_PASSAGE SHOWN_
⁂
We visualize the video game industry’s inflation-adjusted revenues every year, from its humble beginnings in 1970 to the media juggernaut it is now, worth more than $180 billion of revenue in 2022.
From an industry that was nearly wiped out by a market crash, to the highest-earning media sector today, video games have had a tumultuous journey. As medium has evolved, so too have the consumer preferences for different gaming platforms. Which formats led the overall industry’s revenue growth through the years?
Arcades, Home Consoles, Handheld Gaming
The history of mass-market consumer-oriented video games starts with Atari. The company that released Computer Space (1971) and Pong (1972) on coin-operated arcade machines took the market by storm, spawning a series of competitors, earning an estimated $35-40 per day, and selling nearly 8,000 units in two years.
For an industry that barely existed until a couple years prior, those numbers spurred the inception of video games as a legitimate (and profitable) form of entertainment.
Within just seven years, thanks to the proliferation of arcade games, the video game industry generated more revenue than the American box office and music industry put together.
Then, in the 1980s, a once little-known playing card company in Japan released one of the best-selling video game franchises ever, Super Mario Bros on their home console the Nintendo Entertainment System (NES). A few years later, at the cusp of the ’90s, Nintendo released the iconic Game Boy on which enthusiasts could play Tetris—a popular arcade game—from the comfort of their bed, cementing video games’ place in consumers’ homes.
⁂
_Items in a dataset_
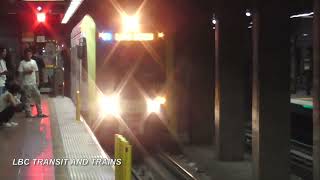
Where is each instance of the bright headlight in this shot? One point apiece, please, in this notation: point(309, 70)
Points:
point(154, 105)
point(110, 105)
point(161, 100)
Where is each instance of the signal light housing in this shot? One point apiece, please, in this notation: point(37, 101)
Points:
point(41, 17)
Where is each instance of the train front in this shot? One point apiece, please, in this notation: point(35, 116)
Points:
point(131, 80)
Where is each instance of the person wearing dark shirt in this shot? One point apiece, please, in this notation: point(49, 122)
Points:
point(40, 64)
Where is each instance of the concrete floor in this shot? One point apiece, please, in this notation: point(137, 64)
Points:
point(204, 157)
point(31, 139)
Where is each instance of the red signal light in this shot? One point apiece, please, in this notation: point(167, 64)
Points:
point(41, 17)
point(39, 8)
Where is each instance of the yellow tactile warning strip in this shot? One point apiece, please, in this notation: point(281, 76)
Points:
point(81, 148)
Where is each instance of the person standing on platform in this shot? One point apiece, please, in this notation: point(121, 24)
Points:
point(9, 105)
point(3, 70)
point(29, 75)
point(40, 63)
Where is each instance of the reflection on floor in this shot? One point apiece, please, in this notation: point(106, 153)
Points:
point(31, 139)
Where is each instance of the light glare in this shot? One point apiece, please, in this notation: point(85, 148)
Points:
point(41, 17)
point(134, 36)
point(130, 23)
point(109, 105)
point(153, 106)
point(74, 5)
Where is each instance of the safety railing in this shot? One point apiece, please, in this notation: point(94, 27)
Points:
point(123, 151)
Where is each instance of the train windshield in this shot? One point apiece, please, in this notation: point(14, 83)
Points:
point(132, 68)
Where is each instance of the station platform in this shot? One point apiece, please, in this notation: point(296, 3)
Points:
point(53, 148)
point(205, 159)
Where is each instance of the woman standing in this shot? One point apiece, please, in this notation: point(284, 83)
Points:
point(3, 69)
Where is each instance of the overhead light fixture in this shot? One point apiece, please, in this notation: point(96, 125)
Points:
point(74, 5)
point(248, 13)
point(304, 15)
point(213, 20)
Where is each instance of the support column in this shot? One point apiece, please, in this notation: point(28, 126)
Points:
point(271, 96)
point(230, 77)
point(316, 90)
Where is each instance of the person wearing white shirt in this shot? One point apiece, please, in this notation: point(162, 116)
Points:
point(29, 75)
point(3, 70)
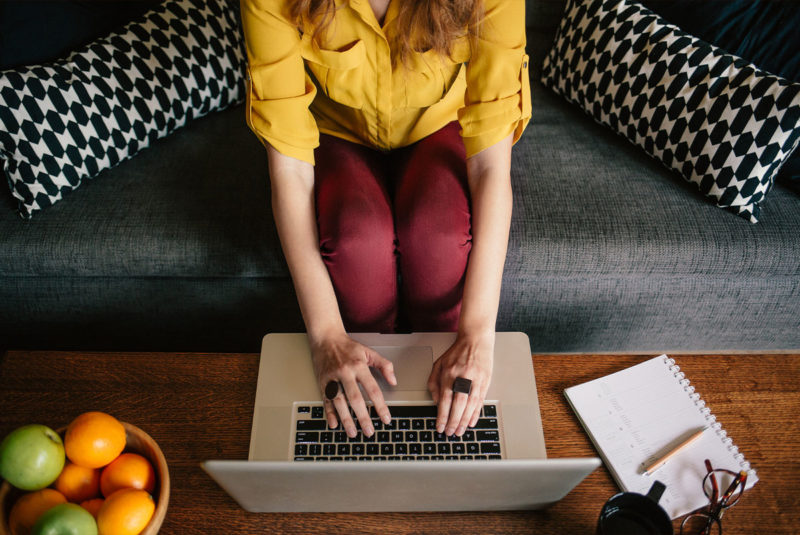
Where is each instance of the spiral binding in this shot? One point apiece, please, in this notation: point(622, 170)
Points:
point(709, 416)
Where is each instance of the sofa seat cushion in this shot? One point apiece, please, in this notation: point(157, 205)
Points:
point(194, 205)
point(588, 202)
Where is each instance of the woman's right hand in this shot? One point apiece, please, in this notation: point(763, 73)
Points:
point(340, 358)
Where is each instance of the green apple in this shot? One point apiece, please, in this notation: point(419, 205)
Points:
point(65, 519)
point(31, 457)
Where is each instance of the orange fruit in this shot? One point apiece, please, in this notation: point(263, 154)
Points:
point(93, 506)
point(94, 439)
point(129, 470)
point(78, 483)
point(30, 507)
point(126, 512)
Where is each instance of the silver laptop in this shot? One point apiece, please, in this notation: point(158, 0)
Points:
point(296, 463)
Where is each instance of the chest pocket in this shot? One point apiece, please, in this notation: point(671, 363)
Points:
point(339, 73)
point(429, 75)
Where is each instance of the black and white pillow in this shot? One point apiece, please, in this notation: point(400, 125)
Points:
point(66, 121)
point(718, 120)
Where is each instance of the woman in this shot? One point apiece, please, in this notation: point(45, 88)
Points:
point(388, 213)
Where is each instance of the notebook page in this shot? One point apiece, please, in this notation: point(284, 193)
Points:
point(638, 414)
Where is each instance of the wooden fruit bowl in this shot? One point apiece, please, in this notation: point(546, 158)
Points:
point(137, 442)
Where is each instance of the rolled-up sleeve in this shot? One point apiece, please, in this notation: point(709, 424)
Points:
point(498, 99)
point(279, 89)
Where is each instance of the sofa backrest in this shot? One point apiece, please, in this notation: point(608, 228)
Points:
point(543, 14)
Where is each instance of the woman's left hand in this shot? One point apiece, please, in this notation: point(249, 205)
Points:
point(470, 357)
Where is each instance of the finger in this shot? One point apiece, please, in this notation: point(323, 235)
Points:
point(384, 365)
point(474, 405)
point(460, 401)
point(340, 402)
point(360, 408)
point(445, 400)
point(433, 382)
point(376, 396)
point(330, 413)
point(477, 413)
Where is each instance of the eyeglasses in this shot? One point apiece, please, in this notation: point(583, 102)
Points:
point(709, 522)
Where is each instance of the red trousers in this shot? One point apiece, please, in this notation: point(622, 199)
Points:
point(394, 231)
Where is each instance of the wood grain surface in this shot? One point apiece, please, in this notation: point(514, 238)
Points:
point(199, 406)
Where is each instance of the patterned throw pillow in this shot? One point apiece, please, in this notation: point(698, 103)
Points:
point(66, 121)
point(718, 120)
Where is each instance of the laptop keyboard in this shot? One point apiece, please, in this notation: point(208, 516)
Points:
point(411, 436)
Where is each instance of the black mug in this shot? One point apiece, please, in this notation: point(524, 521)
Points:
point(630, 513)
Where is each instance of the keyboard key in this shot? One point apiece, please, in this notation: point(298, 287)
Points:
point(490, 447)
point(311, 425)
point(486, 423)
point(413, 411)
point(306, 436)
point(487, 436)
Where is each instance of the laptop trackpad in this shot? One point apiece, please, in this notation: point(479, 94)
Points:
point(412, 366)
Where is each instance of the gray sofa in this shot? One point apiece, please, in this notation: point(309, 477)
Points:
point(609, 251)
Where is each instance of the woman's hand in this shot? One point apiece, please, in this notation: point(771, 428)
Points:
point(470, 357)
point(340, 358)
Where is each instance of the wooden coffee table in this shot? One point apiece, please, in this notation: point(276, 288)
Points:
point(199, 406)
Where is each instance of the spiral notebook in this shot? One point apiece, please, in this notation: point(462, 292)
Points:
point(638, 414)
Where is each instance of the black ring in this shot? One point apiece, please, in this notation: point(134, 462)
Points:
point(332, 389)
point(462, 385)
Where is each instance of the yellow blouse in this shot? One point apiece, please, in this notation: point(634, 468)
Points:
point(348, 88)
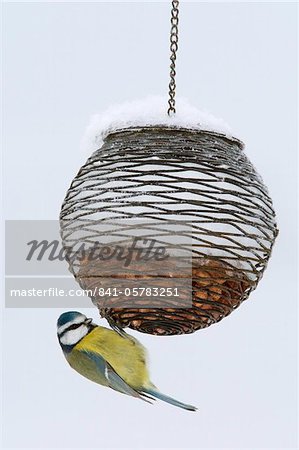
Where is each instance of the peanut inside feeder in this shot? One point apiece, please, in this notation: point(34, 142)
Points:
point(200, 178)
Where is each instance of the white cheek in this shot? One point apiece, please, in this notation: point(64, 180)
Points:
point(73, 336)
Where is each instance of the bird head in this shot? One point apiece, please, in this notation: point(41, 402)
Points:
point(72, 326)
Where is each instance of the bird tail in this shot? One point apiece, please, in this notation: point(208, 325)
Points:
point(166, 398)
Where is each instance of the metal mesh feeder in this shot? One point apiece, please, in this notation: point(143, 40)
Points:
point(200, 178)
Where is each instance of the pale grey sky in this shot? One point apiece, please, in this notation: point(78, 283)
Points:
point(65, 61)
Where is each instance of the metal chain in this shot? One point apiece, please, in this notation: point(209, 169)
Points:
point(174, 37)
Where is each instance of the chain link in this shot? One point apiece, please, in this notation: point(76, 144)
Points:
point(174, 37)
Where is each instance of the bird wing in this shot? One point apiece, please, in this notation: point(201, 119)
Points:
point(114, 380)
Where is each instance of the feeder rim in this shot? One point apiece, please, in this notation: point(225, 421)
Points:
point(128, 129)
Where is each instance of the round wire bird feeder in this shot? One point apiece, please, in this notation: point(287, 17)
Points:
point(165, 174)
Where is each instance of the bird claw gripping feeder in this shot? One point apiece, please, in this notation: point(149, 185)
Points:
point(181, 168)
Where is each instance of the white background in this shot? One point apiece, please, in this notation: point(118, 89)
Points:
point(65, 61)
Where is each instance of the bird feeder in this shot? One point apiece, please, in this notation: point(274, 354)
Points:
point(171, 170)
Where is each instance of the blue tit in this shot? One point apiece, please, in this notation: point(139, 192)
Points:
point(108, 358)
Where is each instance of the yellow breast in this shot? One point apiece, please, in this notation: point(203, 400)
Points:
point(126, 355)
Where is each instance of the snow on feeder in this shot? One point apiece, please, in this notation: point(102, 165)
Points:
point(149, 171)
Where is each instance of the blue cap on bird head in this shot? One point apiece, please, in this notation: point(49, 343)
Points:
point(70, 316)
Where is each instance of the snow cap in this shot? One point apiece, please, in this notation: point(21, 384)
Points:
point(150, 111)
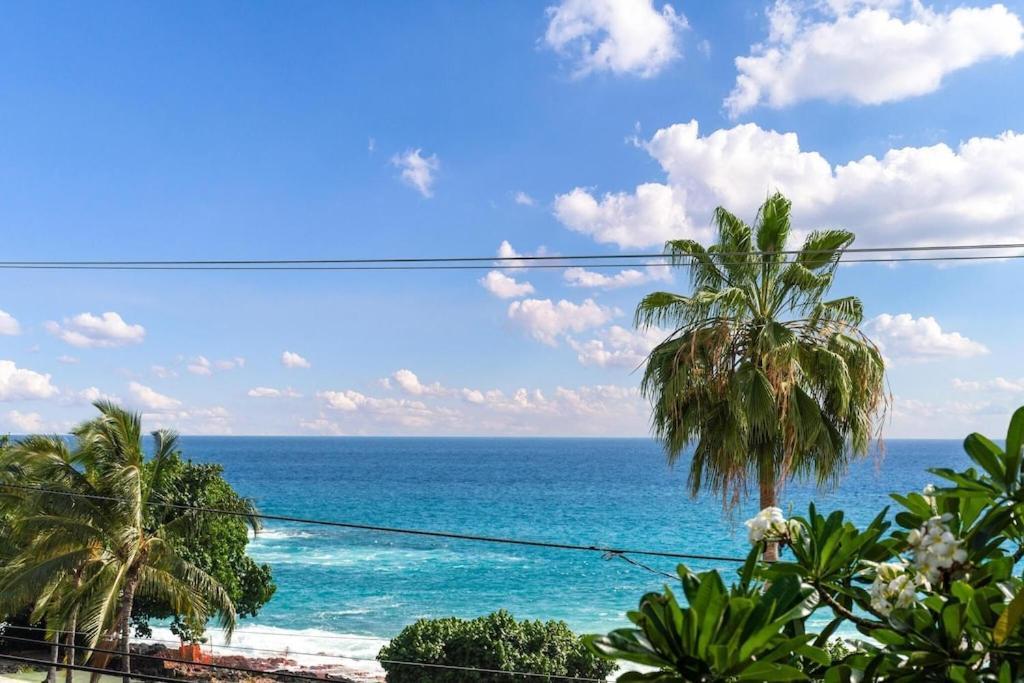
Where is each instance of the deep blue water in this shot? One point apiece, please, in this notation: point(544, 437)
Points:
point(601, 492)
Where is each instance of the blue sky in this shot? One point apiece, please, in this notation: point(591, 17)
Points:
point(329, 130)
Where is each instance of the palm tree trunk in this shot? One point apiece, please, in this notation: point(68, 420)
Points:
point(51, 673)
point(769, 499)
point(70, 646)
point(127, 602)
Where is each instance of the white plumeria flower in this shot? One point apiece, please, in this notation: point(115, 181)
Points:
point(895, 587)
point(935, 548)
point(769, 524)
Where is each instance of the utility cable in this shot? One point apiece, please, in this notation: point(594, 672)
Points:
point(393, 529)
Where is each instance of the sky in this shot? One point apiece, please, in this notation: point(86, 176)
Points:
point(238, 130)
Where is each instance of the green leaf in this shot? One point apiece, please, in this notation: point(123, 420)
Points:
point(1015, 441)
point(1010, 619)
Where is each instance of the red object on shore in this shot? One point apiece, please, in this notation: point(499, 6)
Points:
point(194, 652)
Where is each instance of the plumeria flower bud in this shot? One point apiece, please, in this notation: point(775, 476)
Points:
point(769, 524)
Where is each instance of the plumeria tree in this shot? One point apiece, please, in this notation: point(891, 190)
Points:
point(929, 594)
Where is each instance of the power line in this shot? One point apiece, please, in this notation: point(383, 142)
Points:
point(89, 670)
point(457, 259)
point(393, 529)
point(286, 652)
point(284, 266)
point(133, 655)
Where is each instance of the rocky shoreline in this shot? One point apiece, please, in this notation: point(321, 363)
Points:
point(158, 659)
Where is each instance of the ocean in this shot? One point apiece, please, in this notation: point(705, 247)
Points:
point(346, 592)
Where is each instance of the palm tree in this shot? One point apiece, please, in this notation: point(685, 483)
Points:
point(108, 550)
point(763, 374)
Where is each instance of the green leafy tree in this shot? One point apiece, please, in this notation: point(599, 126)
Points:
point(215, 543)
point(96, 556)
point(495, 642)
point(763, 373)
point(936, 591)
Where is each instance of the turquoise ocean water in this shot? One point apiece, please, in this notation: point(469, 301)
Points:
point(345, 591)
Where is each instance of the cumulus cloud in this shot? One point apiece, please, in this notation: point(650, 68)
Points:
point(867, 52)
point(202, 366)
point(89, 395)
point(410, 383)
point(616, 36)
point(650, 215)
point(270, 392)
point(505, 287)
point(104, 331)
point(8, 326)
point(524, 199)
point(418, 171)
point(617, 346)
point(209, 421)
point(995, 384)
point(23, 384)
point(909, 196)
point(547, 321)
point(152, 399)
point(905, 337)
point(585, 410)
point(292, 359)
point(25, 423)
point(627, 278)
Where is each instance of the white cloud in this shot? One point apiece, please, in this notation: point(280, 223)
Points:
point(163, 372)
point(322, 425)
point(910, 196)
point(89, 395)
point(270, 392)
point(23, 384)
point(8, 326)
point(649, 216)
point(230, 364)
point(617, 346)
point(292, 359)
point(628, 278)
point(868, 52)
point(546, 321)
point(586, 410)
point(616, 36)
point(505, 287)
point(25, 423)
point(152, 399)
point(905, 337)
point(995, 384)
point(215, 420)
point(410, 383)
point(524, 199)
point(200, 366)
point(418, 170)
point(88, 331)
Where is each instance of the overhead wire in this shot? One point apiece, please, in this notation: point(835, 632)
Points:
point(534, 257)
point(515, 266)
point(394, 529)
point(287, 652)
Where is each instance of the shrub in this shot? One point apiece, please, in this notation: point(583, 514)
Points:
point(935, 591)
point(497, 642)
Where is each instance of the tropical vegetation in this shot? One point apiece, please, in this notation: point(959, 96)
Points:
point(94, 540)
point(933, 590)
point(492, 643)
point(763, 374)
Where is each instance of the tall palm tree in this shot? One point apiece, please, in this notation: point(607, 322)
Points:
point(767, 377)
point(108, 550)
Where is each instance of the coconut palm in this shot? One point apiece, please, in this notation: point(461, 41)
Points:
point(761, 373)
point(105, 551)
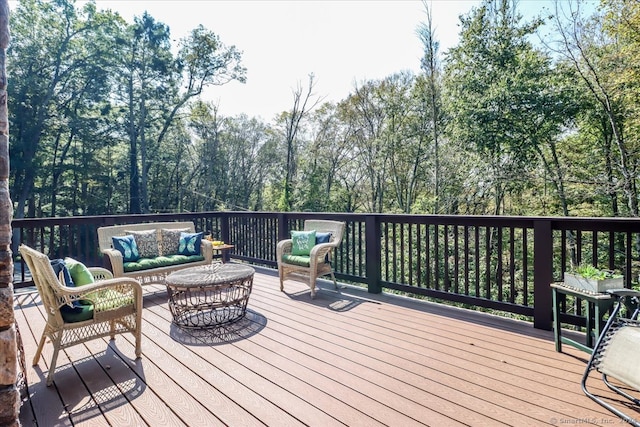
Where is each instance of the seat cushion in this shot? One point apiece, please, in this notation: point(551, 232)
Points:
point(161, 261)
point(301, 260)
point(78, 313)
point(303, 241)
point(126, 245)
point(147, 242)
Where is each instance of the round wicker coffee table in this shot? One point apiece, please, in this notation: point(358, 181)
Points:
point(209, 295)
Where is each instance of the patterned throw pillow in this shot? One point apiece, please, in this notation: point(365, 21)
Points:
point(127, 247)
point(323, 237)
point(303, 241)
point(170, 240)
point(190, 243)
point(147, 241)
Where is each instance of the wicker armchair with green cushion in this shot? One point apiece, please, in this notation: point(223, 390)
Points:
point(82, 304)
point(309, 251)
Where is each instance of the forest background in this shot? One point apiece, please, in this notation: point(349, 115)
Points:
point(107, 119)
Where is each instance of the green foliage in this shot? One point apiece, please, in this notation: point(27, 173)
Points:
point(106, 117)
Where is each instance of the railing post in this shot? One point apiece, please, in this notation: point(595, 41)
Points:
point(372, 250)
point(283, 227)
point(543, 274)
point(225, 227)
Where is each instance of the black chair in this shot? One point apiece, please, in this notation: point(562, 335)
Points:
point(616, 355)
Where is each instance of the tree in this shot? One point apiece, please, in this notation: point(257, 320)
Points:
point(499, 99)
point(598, 49)
point(56, 52)
point(429, 93)
point(158, 86)
point(291, 122)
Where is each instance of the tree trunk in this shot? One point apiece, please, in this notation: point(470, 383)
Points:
point(9, 393)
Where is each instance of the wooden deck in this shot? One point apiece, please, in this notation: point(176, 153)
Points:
point(347, 358)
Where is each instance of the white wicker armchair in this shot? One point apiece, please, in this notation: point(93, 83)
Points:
point(114, 307)
point(319, 262)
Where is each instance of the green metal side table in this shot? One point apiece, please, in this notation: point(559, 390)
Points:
point(598, 304)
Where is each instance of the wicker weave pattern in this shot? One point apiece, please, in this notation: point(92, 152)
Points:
point(210, 295)
point(154, 275)
point(318, 267)
point(117, 307)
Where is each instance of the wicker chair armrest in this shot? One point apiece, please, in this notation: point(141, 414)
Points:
point(206, 249)
point(284, 247)
point(116, 260)
point(125, 289)
point(115, 283)
point(100, 273)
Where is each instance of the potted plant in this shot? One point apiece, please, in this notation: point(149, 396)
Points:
point(589, 278)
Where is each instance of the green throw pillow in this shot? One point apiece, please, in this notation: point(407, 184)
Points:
point(303, 241)
point(79, 272)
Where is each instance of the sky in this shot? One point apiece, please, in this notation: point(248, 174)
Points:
point(342, 42)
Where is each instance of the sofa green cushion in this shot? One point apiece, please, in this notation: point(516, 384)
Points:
point(79, 272)
point(303, 241)
point(161, 261)
point(301, 260)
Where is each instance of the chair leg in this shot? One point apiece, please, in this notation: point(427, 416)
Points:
point(138, 335)
point(335, 284)
point(312, 285)
point(36, 358)
point(281, 274)
point(54, 358)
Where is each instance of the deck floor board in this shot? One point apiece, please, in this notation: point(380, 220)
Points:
point(346, 358)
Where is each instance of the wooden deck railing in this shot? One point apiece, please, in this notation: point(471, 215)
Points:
point(498, 263)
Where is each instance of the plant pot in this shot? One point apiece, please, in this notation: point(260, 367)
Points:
point(592, 285)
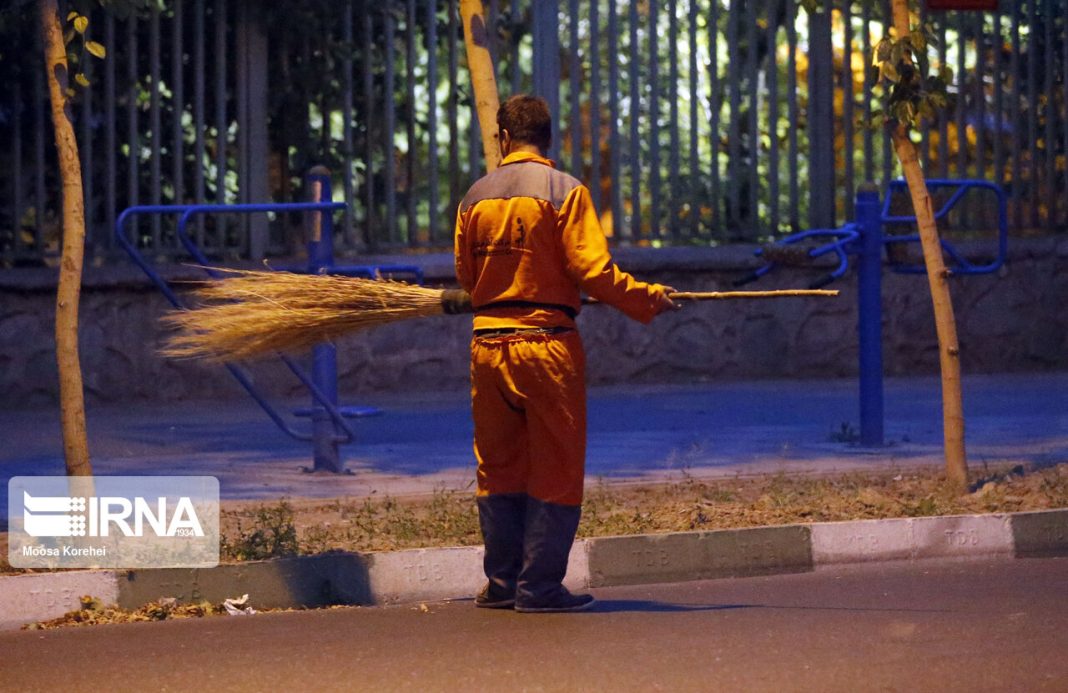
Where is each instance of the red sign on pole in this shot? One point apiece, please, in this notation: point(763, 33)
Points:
point(941, 5)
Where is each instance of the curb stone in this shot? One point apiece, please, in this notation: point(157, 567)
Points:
point(426, 575)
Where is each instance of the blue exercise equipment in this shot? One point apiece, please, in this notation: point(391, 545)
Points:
point(864, 238)
point(329, 428)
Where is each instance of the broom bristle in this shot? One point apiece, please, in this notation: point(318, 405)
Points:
point(253, 313)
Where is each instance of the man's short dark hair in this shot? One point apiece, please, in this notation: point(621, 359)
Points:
point(528, 120)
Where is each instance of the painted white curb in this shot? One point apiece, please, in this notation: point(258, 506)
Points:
point(29, 598)
point(910, 538)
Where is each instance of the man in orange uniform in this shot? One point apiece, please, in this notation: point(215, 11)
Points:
point(528, 240)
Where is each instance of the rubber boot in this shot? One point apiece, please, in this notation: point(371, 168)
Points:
point(502, 519)
point(547, 542)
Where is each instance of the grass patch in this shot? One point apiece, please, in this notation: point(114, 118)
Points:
point(257, 530)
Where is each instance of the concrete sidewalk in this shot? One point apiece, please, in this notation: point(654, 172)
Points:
point(423, 440)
⁂
_REQUESTS_
A) In the passage on video game history, condense the paragraph beginning "The history of mass-market consumer-oriented video games" into a short bulleted list that keeps its main facts.
B) Based on the passage on video game history, decide whether each statement agrees with it, answering yes or no and quoting the deciding words: (i) Pong came out in 1972. (ii) The industry earned less than $100 billion of revenue in 2022. (iii) Within seven years, video games out-earned the American box office and music industry combined.
C) Duplicate the part of the passage on video game history from "Arcades, Home Consoles, Handheld" up to and including "industry put together.".
The lines were gathered from a different source than the passage on video game history.

_PER-TASK OUTPUTS_
A)
- Mass-market consumer video games began with Atari.
- Atari released Computer Space (1971) and Pong (1972) on coin-operated arcade machines.
- These games took the market by storm and spawned a series of competitors.
- They earned an estimated $35-40 per day and sold nearly 8,000 units in two years.

B)
(i) Yes: "Pong (1972)"
(ii) No: "worth more than $180 billion of revenue in 2022"
(iii) Yes: "generated more revenue than the American box office and music industry put together"

C)
Arcades, Home Consoles, Handheld Gaming
The history of mass-market consumer-oriented video games starts with Atari. The company that released Computer Space (1971) and Pong (1972) on coin-operated arcade machines took the market by storm, spawning a series of competitors, earning an estimated $35-40 per day, and selling nearly 8,000 units in two years.
For an industry that barely existed until a couple years prior, those numbers spurred the inception of video games as a legitimate (and profitable) form of entertainment.
Within just seven years, thanks to the proliferation of arcade games, the video game industry generated more revenue than the American box office and music industry put together.